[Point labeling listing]
· · · · · · ·

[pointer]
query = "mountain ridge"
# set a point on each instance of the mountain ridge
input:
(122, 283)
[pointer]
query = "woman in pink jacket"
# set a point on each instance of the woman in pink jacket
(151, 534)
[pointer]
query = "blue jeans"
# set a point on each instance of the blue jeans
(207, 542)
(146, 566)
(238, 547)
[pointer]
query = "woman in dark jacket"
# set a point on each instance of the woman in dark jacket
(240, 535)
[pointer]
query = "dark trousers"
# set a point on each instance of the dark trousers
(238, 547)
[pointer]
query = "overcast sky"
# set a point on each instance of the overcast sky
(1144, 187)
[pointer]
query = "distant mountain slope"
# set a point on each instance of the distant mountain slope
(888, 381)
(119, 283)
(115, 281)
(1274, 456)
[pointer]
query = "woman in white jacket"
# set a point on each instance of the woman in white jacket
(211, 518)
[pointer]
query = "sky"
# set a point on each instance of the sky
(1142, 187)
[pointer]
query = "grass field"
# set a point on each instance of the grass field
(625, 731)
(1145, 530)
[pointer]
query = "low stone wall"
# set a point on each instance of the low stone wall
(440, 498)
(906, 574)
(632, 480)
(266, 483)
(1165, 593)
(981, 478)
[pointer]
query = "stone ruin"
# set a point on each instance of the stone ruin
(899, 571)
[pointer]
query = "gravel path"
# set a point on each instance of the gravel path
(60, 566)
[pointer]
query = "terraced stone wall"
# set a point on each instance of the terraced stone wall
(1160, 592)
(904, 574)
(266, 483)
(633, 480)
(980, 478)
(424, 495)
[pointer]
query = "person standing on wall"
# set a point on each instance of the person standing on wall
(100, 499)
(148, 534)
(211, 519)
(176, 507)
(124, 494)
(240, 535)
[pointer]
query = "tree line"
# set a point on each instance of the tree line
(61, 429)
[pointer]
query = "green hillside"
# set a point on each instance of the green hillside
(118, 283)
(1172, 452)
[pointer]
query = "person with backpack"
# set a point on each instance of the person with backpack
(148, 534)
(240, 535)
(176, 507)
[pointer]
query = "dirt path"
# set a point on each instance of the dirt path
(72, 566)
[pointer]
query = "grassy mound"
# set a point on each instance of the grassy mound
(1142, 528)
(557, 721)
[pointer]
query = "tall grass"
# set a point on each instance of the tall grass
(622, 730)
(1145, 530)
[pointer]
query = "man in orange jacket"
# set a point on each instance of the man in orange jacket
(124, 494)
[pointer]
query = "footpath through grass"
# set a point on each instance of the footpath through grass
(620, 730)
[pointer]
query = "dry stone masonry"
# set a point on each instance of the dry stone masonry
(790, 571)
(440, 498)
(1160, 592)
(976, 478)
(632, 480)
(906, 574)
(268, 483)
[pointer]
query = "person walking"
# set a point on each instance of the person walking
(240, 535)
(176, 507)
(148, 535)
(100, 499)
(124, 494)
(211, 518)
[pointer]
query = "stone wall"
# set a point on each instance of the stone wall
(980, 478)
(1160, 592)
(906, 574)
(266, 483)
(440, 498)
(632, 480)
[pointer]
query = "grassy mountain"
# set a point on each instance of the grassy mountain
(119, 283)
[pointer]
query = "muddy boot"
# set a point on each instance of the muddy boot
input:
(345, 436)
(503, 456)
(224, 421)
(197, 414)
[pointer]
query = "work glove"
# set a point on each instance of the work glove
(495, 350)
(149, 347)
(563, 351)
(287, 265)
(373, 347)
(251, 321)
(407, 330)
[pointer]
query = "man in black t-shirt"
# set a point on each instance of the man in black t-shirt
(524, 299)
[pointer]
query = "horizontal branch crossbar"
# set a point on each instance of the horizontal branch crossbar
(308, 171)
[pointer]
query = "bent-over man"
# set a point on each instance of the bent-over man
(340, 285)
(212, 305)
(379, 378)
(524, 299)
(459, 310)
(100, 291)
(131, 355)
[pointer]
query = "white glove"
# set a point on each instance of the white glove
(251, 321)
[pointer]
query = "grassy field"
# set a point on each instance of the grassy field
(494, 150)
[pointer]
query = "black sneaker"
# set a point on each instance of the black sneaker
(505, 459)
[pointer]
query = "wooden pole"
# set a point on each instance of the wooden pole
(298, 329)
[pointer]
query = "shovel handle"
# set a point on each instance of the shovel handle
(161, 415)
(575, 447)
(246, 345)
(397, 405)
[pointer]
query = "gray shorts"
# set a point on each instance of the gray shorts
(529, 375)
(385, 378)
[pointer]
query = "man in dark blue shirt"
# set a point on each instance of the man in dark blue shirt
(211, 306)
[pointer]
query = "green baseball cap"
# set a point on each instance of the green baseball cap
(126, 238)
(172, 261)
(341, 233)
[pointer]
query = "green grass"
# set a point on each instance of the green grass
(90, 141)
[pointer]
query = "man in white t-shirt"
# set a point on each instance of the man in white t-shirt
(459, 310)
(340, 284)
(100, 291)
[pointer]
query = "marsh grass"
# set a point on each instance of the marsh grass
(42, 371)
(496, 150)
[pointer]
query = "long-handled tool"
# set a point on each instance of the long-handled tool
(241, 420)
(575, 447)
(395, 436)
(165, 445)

· · · · · · ·

What is being asked. Retype every line of the listing above without changing anything.

The result.
[pointer]
query = "mountain ridge"
# set a point on each instance of the mountain ridge
input:
(122, 283)
[pointer]
query = "woman in pink jacket"
# set a point on each instance of the woman in pink jacket
(151, 534)
[pointer]
query = "blue jeans"
# set a point on each instance of the blue jeans
(207, 542)
(146, 566)
(238, 547)
[pointer]
query = "woman in dark jacket"
# set a point on each instance of the woman in dark jacket
(240, 535)
[pointer]
query = "dark trousers"
# set a point on each instance of the dark trousers
(238, 547)
[pointer]
query = "overcast sky"
# set a point on each instance of the overcast sky
(1144, 187)
[pointer]
query = "distant mountain slope"
# set a point on each instance of the distant mountain slope
(888, 381)
(119, 283)
(115, 281)
(1274, 456)
[pointer]
query = "woman in white jacket"
# set a point on each instance of the woman in white jacket
(211, 518)
[pointer]
query = "sky"
# set a point on each instance of the sky
(1142, 187)
[pointer]
query = "grass field"
# set a point on each instance of the grass field
(625, 731)
(1145, 530)
[pointer]
query = "low stone wall"
# set a point on each instance of the low stone wall
(440, 498)
(906, 574)
(632, 480)
(266, 483)
(1165, 593)
(981, 478)
[pointer]
query = "stone ruin"
# set a point on each instance of the stone ruin
(899, 571)
[pointer]
query = "gravel path"
# set a point on each instance of the gravel path
(60, 566)
[pointer]
query = "terraced stone wall"
# set a point on each instance of the terraced stone wall
(1160, 592)
(904, 574)
(266, 483)
(633, 480)
(980, 478)
(424, 495)
[pointer]
query = "person standing on wall"
# set a point on each instance of the person standing on wall
(100, 499)
(148, 534)
(211, 519)
(176, 507)
(124, 494)
(240, 535)
[pointer]
query = "tree line"
# set a point on each instance of the tree line
(61, 429)
[pointer]
query = "green hillside"
# set a point on each instance of the green hillside
(118, 283)
(1172, 452)
[pointer]
query = "person with backpack"
# set a point on each instance of the person with backpack
(148, 534)
(240, 535)
(176, 507)
[pointer]
query = "dirt path"
# set a point on each instance of the dirt path
(72, 566)
[pointer]
query = "grassy mound"
# set a point on each instance of the grassy mound
(1142, 528)
(557, 721)
[pointer]
query = "tall grass"
# set a point on each instance of the tall grass
(622, 730)
(1145, 530)
[pointer]
query = "man in orange jacket"
# set a point on each instance of the man in orange jacket
(124, 494)
[pointer]
query = "footpath through grass"
# set a point on each instance of the footpath through grass
(620, 730)
[pointer]
query = "dry stone masonry"
# set a point on each instance of the dry stone masonry
(790, 571)
(440, 498)
(1160, 592)
(976, 478)
(632, 480)
(906, 574)
(268, 483)
[pointer]
query = "person walking"
# set a point on each instance of the person walking
(240, 535)
(176, 507)
(148, 535)
(100, 499)
(124, 494)
(211, 518)
[pointer]
query = "stone wall"
# set a point on each instance of the stone wall
(980, 478)
(1160, 592)
(906, 574)
(266, 483)
(440, 498)
(632, 480)
[pointer]
query = "grassy mountain"
# set a point on each instance of the grassy mountain
(119, 283)
[pointer]
query = "muddy boot"
# set a point on each instance of the muddy boot
input:
(345, 436)
(503, 456)
(224, 421)
(197, 414)
[pointer]
query = "work glove"
# set a point on each instance of the work glove
(495, 350)
(149, 347)
(563, 351)
(287, 265)
(373, 347)
(251, 321)
(407, 330)
[pointer]
query = "man in black t-shirt"
# set a point on each instance of the man in black t-shirt
(524, 299)
[pointer]
query = "horizontal branch crossbar"
# set a point on each instance of the horizontal branch crossbar
(308, 171)
[pointer]
query = "bent-over man"
# set a point on each instance of the bent-over man
(340, 285)
(212, 305)
(379, 378)
(524, 299)
(459, 310)
(100, 291)
(131, 355)
[pointer]
query = "white glove"
# set a point on each instance of the white glove
(251, 321)
[pointer]
query = "grassy field"
# set a point on each instance of the grassy field
(494, 150)
[pointer]
query = "black sneaker"
# set a point on each instance of the black sneaker
(505, 459)
[pointer]
query = "wooden pole"
# set a point on each instance of the wooden pole
(298, 329)
[pointer]
query = "shovel handle"
# set a point on each instance of the shovel handle
(161, 415)
(575, 447)
(246, 345)
(397, 405)
[pointer]
query = "gray shorts"
# set a point on each instance of the gray shorts
(529, 375)
(385, 378)
[pointer]
query = "man in dark blue shirt"
# set a point on each instance of the man in dark blue shirt
(211, 306)
[pointer]
query = "green baseball cap"
# set a point on each instance of the green baseball cap
(126, 238)
(172, 261)
(341, 233)
[pointer]
query = "green grass"
# set a point on each instance of the green grass
(90, 141)
[pointer]
query = "man in white t-shirt"
# set a point on each instance of the man in white t-shirt
(459, 310)
(340, 284)
(100, 291)
[pointer]
query = "marsh grass"
# set a point on each instance of the marsh grass
(42, 371)
(496, 150)
[pointer]
query = "long-handled tool"
# set a point on each instance of the long-handled tool
(241, 420)
(575, 447)
(395, 436)
(165, 445)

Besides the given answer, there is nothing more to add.